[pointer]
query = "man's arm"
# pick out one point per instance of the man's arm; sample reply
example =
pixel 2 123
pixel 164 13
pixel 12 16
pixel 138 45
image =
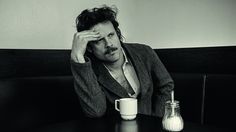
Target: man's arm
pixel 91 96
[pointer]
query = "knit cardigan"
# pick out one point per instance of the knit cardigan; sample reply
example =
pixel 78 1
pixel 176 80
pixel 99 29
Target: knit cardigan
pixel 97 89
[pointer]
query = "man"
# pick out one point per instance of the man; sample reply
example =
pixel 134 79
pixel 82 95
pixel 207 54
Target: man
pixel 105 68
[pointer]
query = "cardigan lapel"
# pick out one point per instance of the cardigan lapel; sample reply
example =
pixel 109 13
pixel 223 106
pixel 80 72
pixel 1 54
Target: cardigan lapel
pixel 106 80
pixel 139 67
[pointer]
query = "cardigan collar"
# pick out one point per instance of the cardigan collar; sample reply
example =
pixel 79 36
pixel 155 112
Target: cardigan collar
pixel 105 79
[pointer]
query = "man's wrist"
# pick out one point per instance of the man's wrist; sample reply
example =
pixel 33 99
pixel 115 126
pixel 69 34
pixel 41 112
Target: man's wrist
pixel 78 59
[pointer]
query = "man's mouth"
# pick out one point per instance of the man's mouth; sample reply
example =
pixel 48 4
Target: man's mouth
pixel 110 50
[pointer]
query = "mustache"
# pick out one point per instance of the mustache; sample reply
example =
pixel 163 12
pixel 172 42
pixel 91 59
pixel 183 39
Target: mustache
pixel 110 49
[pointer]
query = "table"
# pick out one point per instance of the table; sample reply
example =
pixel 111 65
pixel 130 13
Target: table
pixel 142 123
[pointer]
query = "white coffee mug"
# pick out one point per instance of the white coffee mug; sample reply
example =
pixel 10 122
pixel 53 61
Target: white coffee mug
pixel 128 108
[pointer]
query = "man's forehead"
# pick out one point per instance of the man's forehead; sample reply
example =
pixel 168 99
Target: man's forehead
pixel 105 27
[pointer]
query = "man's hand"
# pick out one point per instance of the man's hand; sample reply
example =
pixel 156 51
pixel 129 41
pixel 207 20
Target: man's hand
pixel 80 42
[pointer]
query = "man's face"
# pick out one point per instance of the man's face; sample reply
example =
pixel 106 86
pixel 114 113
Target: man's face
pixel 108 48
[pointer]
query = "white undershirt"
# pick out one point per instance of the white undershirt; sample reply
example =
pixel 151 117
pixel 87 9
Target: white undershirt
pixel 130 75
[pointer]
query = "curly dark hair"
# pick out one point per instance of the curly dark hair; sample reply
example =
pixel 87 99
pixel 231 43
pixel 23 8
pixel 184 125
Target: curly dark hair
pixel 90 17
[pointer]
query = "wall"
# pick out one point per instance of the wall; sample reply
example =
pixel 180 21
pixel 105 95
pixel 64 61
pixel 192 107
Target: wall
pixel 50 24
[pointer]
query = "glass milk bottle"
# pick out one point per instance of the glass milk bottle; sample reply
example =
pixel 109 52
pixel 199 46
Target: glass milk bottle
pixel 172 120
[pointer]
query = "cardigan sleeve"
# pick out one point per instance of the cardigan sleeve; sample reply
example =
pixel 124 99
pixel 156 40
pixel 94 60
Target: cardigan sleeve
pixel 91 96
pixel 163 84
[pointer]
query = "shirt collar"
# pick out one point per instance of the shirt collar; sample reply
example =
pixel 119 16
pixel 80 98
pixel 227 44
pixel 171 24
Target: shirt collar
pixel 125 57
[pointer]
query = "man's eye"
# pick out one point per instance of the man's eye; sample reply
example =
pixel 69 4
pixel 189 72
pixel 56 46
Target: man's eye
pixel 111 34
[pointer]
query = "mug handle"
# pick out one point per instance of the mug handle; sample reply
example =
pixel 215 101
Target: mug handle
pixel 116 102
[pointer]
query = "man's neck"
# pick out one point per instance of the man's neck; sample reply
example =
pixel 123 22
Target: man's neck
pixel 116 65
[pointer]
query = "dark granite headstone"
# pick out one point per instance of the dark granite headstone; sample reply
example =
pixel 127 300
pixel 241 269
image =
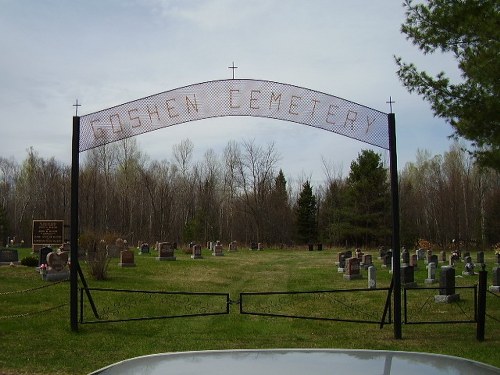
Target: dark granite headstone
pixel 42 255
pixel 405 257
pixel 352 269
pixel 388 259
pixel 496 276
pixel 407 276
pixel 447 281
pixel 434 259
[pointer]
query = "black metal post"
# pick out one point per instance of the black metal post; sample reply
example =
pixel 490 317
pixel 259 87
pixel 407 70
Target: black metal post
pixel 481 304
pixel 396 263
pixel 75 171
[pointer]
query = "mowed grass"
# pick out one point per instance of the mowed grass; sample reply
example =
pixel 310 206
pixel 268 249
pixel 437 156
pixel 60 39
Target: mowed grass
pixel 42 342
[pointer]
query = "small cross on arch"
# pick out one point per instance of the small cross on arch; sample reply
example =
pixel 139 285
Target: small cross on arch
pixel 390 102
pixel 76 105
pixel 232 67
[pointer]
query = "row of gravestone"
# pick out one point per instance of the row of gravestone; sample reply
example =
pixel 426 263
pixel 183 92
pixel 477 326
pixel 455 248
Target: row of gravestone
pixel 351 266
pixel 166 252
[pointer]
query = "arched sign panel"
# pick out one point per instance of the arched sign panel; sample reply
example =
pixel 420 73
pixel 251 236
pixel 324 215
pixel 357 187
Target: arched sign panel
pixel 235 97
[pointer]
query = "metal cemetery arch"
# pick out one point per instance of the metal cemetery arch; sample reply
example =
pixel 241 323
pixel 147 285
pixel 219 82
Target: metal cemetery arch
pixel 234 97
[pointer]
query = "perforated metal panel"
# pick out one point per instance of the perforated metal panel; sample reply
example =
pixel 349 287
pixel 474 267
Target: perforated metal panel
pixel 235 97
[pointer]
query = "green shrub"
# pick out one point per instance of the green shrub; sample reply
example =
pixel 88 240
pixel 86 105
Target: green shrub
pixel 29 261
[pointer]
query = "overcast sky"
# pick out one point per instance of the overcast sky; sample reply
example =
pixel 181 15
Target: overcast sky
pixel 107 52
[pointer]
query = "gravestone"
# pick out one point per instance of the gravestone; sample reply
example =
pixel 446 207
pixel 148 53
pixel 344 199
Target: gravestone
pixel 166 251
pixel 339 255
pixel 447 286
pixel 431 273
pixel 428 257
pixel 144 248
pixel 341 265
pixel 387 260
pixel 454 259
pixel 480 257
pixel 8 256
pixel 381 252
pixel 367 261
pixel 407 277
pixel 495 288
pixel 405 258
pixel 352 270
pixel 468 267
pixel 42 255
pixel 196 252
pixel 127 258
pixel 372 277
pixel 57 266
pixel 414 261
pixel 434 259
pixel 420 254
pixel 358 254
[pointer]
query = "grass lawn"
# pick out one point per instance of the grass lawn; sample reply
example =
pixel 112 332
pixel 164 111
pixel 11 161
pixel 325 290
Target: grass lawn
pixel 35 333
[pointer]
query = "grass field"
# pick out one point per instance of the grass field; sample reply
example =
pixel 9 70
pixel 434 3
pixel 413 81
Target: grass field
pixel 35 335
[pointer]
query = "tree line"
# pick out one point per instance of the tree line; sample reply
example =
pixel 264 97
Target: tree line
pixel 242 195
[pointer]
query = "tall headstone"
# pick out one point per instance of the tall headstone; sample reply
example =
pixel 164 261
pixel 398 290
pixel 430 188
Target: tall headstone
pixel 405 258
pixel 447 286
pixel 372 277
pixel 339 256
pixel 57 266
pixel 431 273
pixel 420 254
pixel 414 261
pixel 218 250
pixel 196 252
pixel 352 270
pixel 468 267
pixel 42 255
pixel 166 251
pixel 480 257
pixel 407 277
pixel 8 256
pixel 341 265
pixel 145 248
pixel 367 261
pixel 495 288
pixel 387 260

--- TASK INSTRUCTIONS ---
Retype exactly the lines above, from the one with "# pick out one point per instance of the arched" through the one with "pixel 474 267", inclusive.

--- REPLY ---
# pick out one point per instance of the arched sign panel; sample reply
example =
pixel 420 73
pixel 251 236
pixel 324 215
pixel 357 187
Target: arched sign panel
pixel 235 97
[pointer]
query = "metal cemetery arch"
# pick out one point per instance of the metal cemetery arch; sample reply
example =
pixel 241 323
pixel 147 285
pixel 219 82
Target: metal cemetery arch
pixel 234 97
[pointer]
query = "perforated metal panel"
# pick out one point per instance of the perforated metal panel; sample reply
example =
pixel 349 287
pixel 474 267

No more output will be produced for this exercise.